WHAT TO PRODUCE =>
Nothing in the data is to be left out; copy it exactly.

● ● ● ● ● ● ●

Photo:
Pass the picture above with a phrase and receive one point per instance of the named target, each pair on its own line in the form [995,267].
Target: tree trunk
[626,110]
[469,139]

● ● ● ● ● ● ●

YOUR RESPONSE =>
Photo:
Pass the picture above with a phrase and receive one point per instance of the named target, each pair on its own line in the form [995,267].
Target: tree trunk
[626,110]
[469,139]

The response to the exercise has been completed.